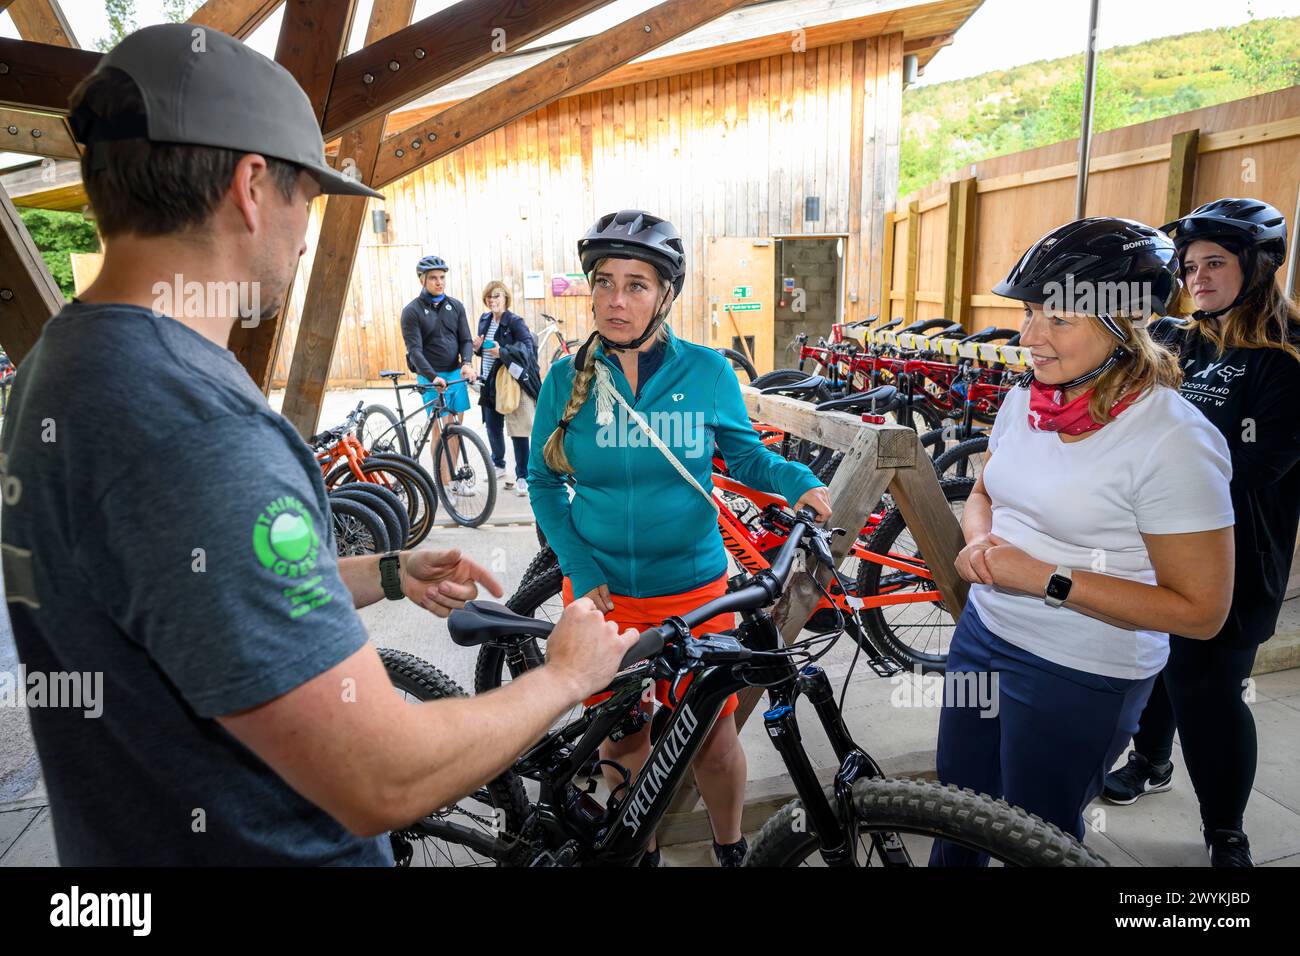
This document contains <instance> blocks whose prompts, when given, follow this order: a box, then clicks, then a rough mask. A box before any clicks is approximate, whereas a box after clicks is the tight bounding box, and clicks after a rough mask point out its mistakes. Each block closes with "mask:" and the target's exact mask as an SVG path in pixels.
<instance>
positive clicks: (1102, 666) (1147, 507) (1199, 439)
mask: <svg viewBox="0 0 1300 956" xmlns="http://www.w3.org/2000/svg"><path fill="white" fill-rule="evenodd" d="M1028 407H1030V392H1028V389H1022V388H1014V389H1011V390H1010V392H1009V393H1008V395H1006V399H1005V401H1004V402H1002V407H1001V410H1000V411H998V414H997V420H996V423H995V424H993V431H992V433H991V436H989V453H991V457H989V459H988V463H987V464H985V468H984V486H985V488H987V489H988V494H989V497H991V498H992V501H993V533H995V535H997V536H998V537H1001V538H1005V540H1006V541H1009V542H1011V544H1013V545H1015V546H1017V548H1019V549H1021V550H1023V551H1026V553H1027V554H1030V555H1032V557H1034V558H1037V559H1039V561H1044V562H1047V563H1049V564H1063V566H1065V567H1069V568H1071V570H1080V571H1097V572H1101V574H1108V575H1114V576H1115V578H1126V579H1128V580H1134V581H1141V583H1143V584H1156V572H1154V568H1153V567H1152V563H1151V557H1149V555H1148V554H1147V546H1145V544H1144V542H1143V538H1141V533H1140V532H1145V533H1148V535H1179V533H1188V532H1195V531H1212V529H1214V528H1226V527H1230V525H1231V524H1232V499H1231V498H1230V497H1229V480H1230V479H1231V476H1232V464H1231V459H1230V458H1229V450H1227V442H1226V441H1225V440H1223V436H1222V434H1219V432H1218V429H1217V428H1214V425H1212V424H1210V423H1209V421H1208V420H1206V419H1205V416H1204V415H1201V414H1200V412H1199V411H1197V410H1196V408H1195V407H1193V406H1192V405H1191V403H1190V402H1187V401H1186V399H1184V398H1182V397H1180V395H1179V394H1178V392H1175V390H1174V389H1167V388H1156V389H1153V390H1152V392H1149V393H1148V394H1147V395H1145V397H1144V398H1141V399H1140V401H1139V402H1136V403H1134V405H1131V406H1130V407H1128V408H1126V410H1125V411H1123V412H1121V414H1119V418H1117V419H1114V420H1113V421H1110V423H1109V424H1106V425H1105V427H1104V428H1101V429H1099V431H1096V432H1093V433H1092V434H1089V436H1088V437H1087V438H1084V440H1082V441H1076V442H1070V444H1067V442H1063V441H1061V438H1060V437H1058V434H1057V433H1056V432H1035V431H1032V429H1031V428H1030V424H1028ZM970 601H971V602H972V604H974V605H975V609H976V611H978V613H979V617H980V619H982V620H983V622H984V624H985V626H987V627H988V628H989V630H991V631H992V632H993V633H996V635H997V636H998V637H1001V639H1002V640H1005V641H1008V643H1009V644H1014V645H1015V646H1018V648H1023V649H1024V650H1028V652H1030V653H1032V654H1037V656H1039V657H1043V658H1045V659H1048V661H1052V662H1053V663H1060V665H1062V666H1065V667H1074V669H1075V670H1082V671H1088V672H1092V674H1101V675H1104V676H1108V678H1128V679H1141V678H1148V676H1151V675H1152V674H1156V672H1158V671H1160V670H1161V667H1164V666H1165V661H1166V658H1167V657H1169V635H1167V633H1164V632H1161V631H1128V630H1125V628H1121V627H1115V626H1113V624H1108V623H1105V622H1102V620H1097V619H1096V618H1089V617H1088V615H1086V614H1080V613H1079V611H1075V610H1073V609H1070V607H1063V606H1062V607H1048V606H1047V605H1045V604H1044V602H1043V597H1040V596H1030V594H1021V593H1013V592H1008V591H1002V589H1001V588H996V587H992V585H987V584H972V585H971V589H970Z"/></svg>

====

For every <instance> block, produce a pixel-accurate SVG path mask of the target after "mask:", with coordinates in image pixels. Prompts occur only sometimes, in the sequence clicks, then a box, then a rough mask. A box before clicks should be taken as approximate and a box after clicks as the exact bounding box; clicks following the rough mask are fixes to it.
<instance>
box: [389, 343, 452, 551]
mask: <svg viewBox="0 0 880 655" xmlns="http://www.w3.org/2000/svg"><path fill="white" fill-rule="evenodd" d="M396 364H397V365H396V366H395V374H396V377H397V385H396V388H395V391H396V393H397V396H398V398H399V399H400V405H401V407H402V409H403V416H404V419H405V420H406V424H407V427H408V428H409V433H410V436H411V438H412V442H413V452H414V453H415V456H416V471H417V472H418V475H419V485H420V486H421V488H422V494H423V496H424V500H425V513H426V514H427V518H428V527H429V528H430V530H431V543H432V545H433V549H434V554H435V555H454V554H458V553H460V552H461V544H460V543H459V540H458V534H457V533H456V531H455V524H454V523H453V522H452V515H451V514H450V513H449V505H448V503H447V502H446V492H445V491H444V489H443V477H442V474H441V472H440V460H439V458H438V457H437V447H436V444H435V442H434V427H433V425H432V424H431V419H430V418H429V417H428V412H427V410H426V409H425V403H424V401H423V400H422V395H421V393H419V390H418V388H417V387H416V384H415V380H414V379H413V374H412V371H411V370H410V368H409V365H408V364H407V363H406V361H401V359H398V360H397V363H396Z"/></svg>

====

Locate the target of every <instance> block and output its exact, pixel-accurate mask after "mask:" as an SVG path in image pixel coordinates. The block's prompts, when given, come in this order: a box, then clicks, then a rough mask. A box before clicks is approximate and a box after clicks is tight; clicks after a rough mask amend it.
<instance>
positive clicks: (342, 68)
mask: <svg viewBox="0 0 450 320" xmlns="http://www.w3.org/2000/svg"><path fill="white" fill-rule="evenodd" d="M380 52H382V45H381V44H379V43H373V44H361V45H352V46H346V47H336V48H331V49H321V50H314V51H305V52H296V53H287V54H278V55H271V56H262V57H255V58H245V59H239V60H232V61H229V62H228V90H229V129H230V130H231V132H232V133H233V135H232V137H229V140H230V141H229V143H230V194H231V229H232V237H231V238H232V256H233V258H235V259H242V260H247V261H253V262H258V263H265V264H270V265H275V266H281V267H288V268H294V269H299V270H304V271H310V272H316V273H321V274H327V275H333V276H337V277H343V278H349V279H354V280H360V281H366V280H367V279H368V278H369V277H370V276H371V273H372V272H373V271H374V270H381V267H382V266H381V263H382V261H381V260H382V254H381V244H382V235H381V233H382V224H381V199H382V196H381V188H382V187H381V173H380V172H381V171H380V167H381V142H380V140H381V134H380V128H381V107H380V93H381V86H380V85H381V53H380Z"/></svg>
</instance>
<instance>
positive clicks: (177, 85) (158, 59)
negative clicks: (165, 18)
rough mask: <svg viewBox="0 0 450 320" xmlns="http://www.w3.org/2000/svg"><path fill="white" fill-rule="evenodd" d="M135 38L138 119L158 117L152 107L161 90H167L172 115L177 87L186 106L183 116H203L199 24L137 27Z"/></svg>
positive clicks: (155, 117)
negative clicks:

====

=== What you will do ===
Filter the entries down to the lines with the word "negative" in them, and copy those lines.

=== Output for this exercise ===
negative clicks: (165, 18)
negative clicks:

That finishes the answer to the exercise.